과제 지시
아래 행 가운데 "negative"라는 문자열이 들어 있는 행이 몇 개인지 숫자 하나로만 답하세요. 대소문자는 구별합니다.

[분할 마스크 데이터]
-.-.-

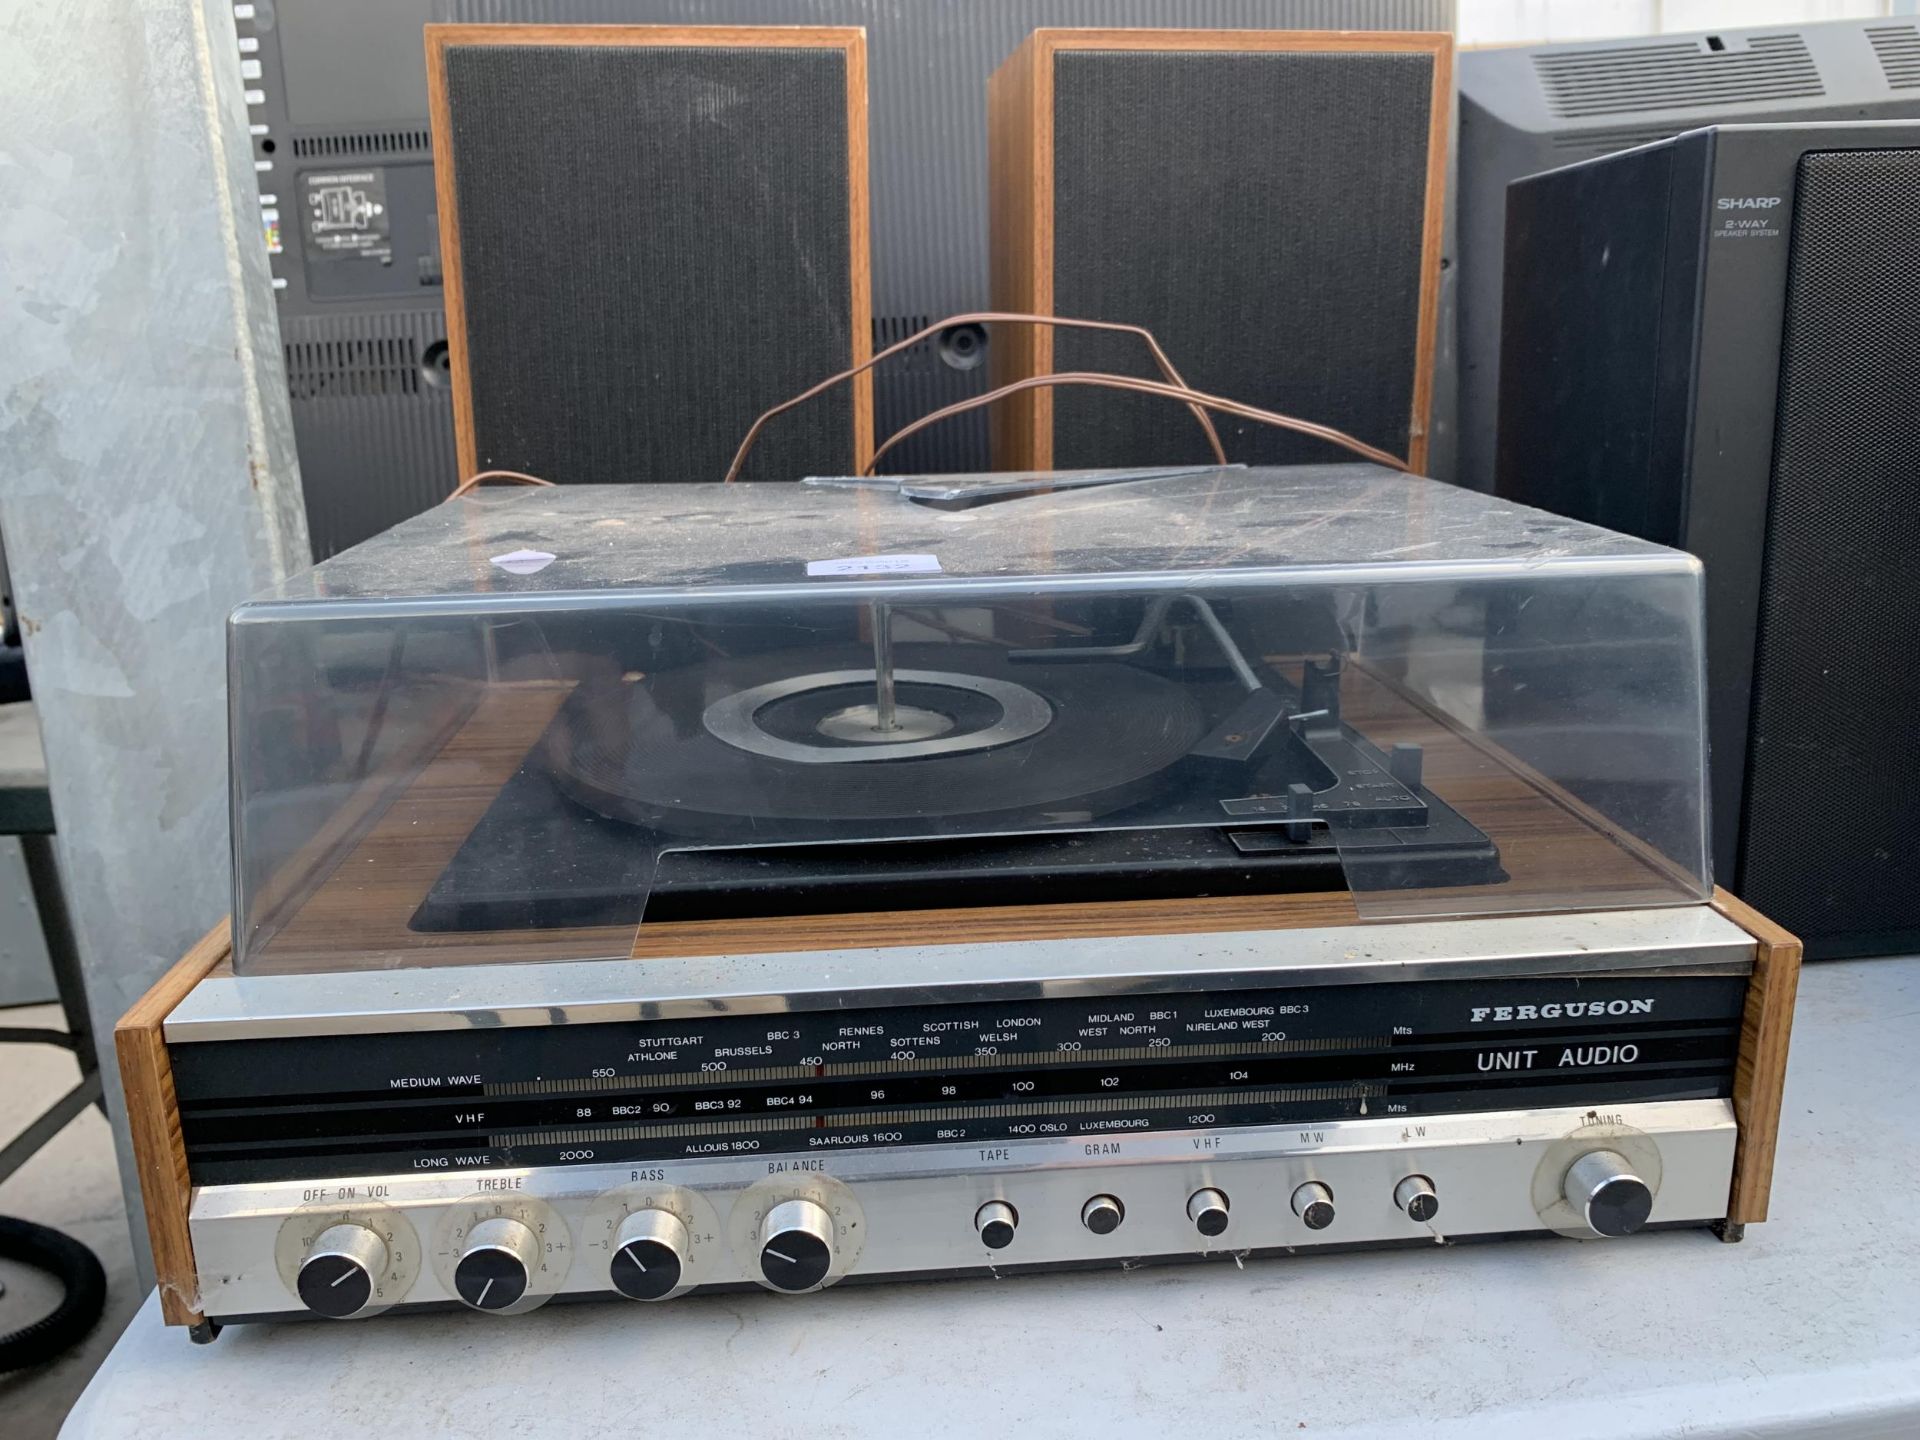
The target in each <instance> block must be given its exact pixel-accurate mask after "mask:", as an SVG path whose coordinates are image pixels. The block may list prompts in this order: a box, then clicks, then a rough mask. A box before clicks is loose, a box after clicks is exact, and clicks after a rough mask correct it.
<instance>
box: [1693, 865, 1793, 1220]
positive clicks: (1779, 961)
mask: <svg viewBox="0 0 1920 1440" xmlns="http://www.w3.org/2000/svg"><path fill="white" fill-rule="evenodd" d="M1713 908H1715V910H1718V912H1720V914H1722V916H1726V918H1728V920H1732V922H1734V924H1736V925H1740V927H1741V929H1743V931H1747V933H1749V935H1753V939H1755V941H1759V952H1757V954H1755V958H1753V979H1751V981H1749V983H1747V1008H1745V1012H1743V1014H1741V1018H1740V1062H1738V1064H1736V1068H1734V1117H1736V1119H1738V1121H1740V1146H1738V1148H1736V1150H1734V1188H1732V1192H1730V1194H1728V1202H1726V1219H1728V1221H1730V1223H1734V1225H1757V1223H1759V1221H1763V1219H1766V1200H1768V1196H1770V1192H1772V1185H1774V1146H1776V1142H1778V1139H1780V1104H1782V1094H1784V1091H1786V1079H1788V1041H1789V1037H1791V1033H1793V995H1795V991H1797V989H1799V966H1801V943H1799V939H1795V937H1793V935H1789V933H1788V931H1784V929H1782V927H1780V925H1776V924H1774V922H1772V920H1768V918H1766V916H1763V914H1761V912H1759V910H1755V908H1753V906H1749V904H1745V902H1743V900H1736V899H1734V897H1732V895H1728V893H1726V891H1715V895H1713Z"/></svg>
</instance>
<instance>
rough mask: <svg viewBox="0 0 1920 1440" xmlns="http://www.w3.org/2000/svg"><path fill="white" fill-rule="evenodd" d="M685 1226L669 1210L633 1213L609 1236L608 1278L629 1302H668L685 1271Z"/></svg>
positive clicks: (613, 1284) (669, 1299) (685, 1245)
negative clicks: (612, 1235)
mask: <svg viewBox="0 0 1920 1440" xmlns="http://www.w3.org/2000/svg"><path fill="white" fill-rule="evenodd" d="M689 1244H691V1240H689V1238H687V1227H685V1225H684V1223H682V1219H680V1215H676V1213H672V1212H670V1210H636V1212H634V1213H632V1215H628V1217H626V1219H624V1221H620V1229H618V1231H614V1236H612V1260H611V1261H609V1263H607V1277H609V1279H611V1281H612V1288H614V1290H618V1292H620V1294H624V1296H626V1298H628V1300H670V1298H672V1296H676V1294H680V1288H682V1277H684V1275H685V1269H687V1246H689Z"/></svg>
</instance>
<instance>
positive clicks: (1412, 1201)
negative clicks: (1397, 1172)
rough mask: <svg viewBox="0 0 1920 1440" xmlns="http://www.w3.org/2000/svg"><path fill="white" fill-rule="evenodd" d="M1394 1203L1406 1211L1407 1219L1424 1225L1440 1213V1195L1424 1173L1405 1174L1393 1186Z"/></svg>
mask: <svg viewBox="0 0 1920 1440" xmlns="http://www.w3.org/2000/svg"><path fill="white" fill-rule="evenodd" d="M1394 1204H1396V1206H1400V1208H1402V1210H1405V1212H1407V1219H1413V1221H1419V1223H1421V1225H1425V1223H1427V1221H1430V1219H1432V1217H1434V1215H1438V1213H1440V1196H1438V1194H1434V1183H1432V1181H1430V1179H1427V1177H1425V1175H1407V1177H1405V1179H1404V1181H1400V1185H1396V1187H1394Z"/></svg>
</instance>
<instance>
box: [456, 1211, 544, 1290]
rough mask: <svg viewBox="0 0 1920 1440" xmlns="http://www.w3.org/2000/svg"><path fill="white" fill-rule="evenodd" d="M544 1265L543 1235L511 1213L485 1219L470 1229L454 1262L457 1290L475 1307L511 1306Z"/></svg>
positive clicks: (456, 1288)
mask: <svg viewBox="0 0 1920 1440" xmlns="http://www.w3.org/2000/svg"><path fill="white" fill-rule="evenodd" d="M536 1269H540V1236H538V1235H534V1231H532V1229H530V1227H526V1225H524V1223H522V1221H516V1219H511V1217H507V1215H495V1217H493V1219H484V1221H480V1223H478V1225H474V1227H472V1229H470V1231H468V1233H467V1246H465V1248H463V1250H461V1258H459V1260H457V1261H455V1263H453V1290H455V1294H459V1298H461V1300H465V1302H467V1304H468V1306H472V1308H474V1309H492V1311H499V1309H511V1308H513V1306H516V1304H518V1302H520V1298H522V1296H524V1294H526V1286H528V1284H532V1281H534V1271H536Z"/></svg>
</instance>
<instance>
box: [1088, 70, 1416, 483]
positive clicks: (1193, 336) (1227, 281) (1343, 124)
mask: <svg viewBox="0 0 1920 1440" xmlns="http://www.w3.org/2000/svg"><path fill="white" fill-rule="evenodd" d="M1430 94H1432V60H1430V58H1428V56H1425V54H1313V52H1267V54H1261V52H1202V54H1196V52H1165V50H1162V52H1062V54H1060V56H1058V58H1056V69H1054V313H1058V315H1071V317H1077V319H1102V321H1129V323H1135V324H1144V326H1146V328H1148V330H1152V332H1154V334H1156V336H1158V338H1160V344H1162V346H1164V348H1165V351H1167V353H1169V355H1171V357H1173V363H1175V365H1177V367H1179V369H1181V372H1183V374H1185V376H1187V380H1188V382H1190V384H1194V386H1198V388H1202V390H1212V392H1215V394H1221V396H1229V397H1233V399H1244V401H1250V403H1254V405H1263V407H1269V409H1279V411H1286V413H1290V415H1298V417H1302V419H1309V420H1319V422H1323V424H1334V426H1338V428H1342V430H1348V432H1350V434H1356V436H1359V438H1361V440H1367V442H1371V444H1375V445H1380V447H1382V449H1390V451H1394V453H1396V455H1405V453H1407V442H1409V428H1411V413H1413V376H1415V353H1417V349H1419V294H1421V227H1423V219H1425V200H1427V140H1428V119H1430ZM1054 369H1056V371H1121V372H1127V374H1144V376H1158V371H1154V369H1152V363H1150V359H1148V357H1146V355H1144V351H1142V348H1140V342H1139V340H1129V338H1123V336H1098V334H1075V332H1069V330H1062V332H1056V338H1054ZM1215 422H1217V424H1219V430H1221V438H1223V440H1225V442H1227V453H1229V455H1231V459H1235V461H1246V463H1250V465H1286V463H1296V461H1327V459H1332V457H1334V455H1336V451H1332V449H1331V447H1329V445H1325V444H1323V442H1315V440H1306V438H1302V436H1294V434H1288V432H1283V430H1273V428H1267V426H1256V424H1250V422H1242V420H1233V419H1231V417H1215ZM1208 455H1210V451H1208V447H1206V440H1204V436H1202V434H1200V428H1198V426H1196V424H1194V420H1192V415H1190V413H1187V411H1185V409H1183V407H1181V405H1177V403H1171V401H1162V399H1146V397H1139V396H1119V394H1114V392H1069V390H1056V392H1054V463H1056V465H1060V467H1092V465H1162V463H1188V461H1206V459H1208Z"/></svg>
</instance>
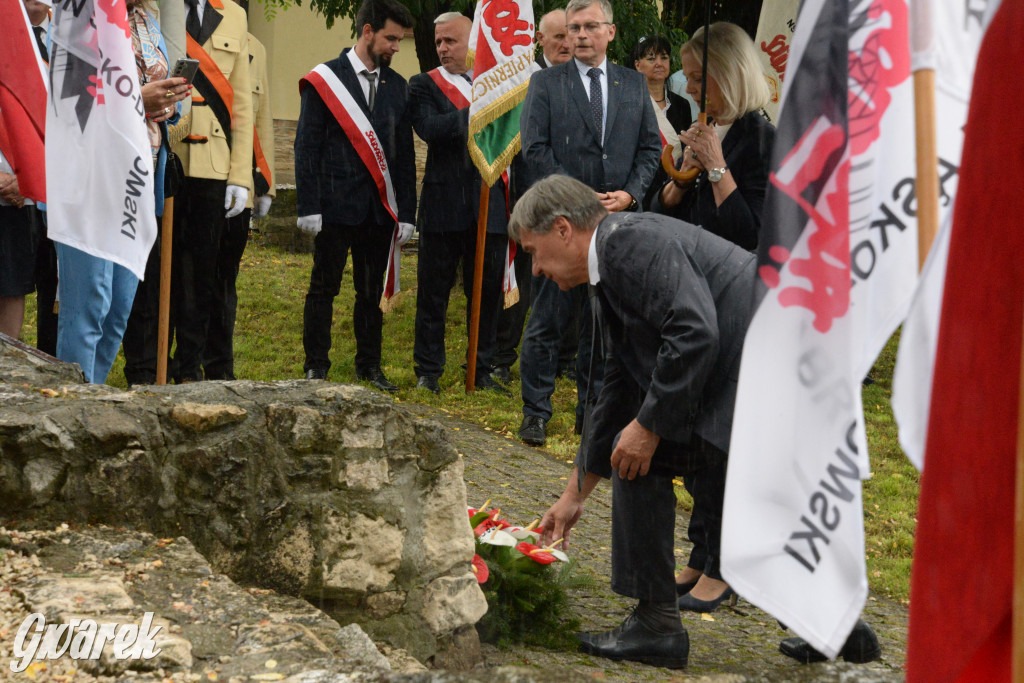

-.-.-

연습 풀이
2